## WHAT YOU NEED TO DO
List each line in the material below that contains the string "tree". The match is case-sensitive.
+ + +
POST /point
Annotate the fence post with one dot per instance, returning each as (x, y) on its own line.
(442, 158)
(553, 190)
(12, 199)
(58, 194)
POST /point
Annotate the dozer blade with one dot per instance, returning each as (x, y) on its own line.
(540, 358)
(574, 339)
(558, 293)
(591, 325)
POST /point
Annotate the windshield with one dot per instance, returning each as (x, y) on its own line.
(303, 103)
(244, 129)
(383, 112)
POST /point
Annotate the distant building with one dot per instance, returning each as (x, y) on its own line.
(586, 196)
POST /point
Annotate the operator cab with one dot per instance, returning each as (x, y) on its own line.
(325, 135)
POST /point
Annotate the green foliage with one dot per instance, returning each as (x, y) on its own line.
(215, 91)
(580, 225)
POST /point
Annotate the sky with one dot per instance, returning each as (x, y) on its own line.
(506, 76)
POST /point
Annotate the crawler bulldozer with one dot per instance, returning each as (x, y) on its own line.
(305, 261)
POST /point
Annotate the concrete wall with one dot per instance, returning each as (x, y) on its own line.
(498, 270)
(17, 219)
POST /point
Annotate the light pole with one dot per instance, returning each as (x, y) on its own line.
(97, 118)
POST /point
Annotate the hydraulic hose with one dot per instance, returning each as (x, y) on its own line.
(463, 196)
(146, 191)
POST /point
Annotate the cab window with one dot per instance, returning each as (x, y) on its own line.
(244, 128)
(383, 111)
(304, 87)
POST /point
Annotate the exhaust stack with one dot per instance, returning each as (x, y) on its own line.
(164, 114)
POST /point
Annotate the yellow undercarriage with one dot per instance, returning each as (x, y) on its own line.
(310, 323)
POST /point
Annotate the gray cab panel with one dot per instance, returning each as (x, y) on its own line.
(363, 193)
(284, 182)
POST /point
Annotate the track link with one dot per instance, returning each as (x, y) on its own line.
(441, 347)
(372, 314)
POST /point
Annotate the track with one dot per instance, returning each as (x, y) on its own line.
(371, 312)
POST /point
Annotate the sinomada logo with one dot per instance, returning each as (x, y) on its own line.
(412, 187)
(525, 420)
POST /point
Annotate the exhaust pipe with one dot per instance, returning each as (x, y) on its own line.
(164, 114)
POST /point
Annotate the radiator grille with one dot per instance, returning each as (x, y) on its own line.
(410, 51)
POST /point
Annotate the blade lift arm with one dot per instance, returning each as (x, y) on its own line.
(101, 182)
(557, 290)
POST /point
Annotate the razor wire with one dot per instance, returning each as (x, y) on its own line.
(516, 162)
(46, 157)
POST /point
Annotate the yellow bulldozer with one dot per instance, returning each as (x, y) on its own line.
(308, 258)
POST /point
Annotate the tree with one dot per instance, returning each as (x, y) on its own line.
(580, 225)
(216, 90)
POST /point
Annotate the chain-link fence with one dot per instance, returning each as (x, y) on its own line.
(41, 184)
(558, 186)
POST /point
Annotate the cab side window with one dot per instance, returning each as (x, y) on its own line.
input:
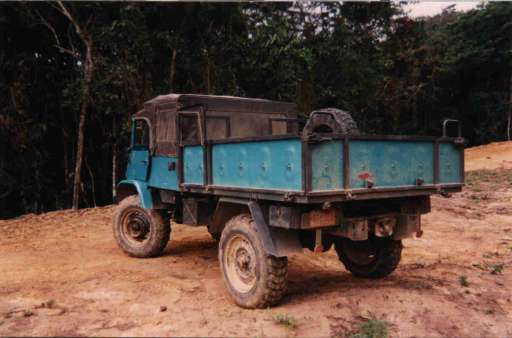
(189, 128)
(141, 135)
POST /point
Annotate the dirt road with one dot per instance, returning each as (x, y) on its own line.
(62, 274)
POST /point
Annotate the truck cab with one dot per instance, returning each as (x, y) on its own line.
(267, 183)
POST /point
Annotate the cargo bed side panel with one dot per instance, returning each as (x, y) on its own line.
(388, 164)
(272, 164)
(327, 166)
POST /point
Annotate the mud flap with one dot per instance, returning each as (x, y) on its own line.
(276, 242)
(124, 187)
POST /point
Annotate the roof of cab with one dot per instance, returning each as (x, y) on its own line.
(222, 103)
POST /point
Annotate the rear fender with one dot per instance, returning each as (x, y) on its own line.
(133, 187)
(276, 242)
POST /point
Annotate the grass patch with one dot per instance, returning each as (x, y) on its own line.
(286, 320)
(372, 328)
(493, 268)
(463, 281)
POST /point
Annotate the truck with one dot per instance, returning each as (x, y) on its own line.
(268, 183)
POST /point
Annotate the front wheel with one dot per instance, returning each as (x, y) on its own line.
(373, 258)
(140, 232)
(253, 278)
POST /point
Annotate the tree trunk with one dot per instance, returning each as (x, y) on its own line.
(509, 121)
(87, 79)
(173, 70)
(88, 69)
(114, 157)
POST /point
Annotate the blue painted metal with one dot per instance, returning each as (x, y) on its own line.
(327, 165)
(449, 163)
(142, 189)
(193, 167)
(272, 164)
(390, 163)
(160, 176)
(137, 168)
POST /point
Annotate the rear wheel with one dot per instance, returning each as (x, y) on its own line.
(140, 232)
(253, 278)
(373, 258)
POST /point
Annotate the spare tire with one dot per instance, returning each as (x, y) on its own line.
(330, 120)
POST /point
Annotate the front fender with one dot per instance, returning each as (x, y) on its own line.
(127, 187)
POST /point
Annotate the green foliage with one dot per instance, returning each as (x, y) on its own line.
(286, 320)
(395, 74)
(372, 328)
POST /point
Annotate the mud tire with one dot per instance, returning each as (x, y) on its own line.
(215, 236)
(268, 274)
(383, 256)
(157, 235)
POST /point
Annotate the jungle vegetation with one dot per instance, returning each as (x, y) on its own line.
(72, 73)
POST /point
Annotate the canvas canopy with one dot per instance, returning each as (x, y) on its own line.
(178, 118)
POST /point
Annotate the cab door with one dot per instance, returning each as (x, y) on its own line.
(138, 159)
(192, 144)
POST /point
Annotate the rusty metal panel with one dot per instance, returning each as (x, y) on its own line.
(318, 219)
(327, 165)
(378, 163)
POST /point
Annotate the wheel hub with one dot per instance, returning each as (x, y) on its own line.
(136, 226)
(240, 263)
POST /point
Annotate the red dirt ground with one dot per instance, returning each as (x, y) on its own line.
(62, 274)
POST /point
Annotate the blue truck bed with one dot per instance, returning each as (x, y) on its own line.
(343, 166)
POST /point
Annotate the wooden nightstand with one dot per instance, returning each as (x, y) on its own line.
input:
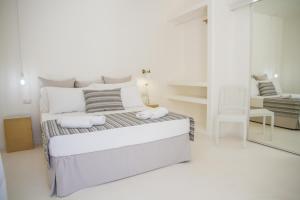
+ + +
## FINAL ANSWER
Annotate the tree with one dot per instance, returning each as (x, y) on its own line.
Annotate the tree trunk with one dot per instance, returning each as (x, y) on its own line.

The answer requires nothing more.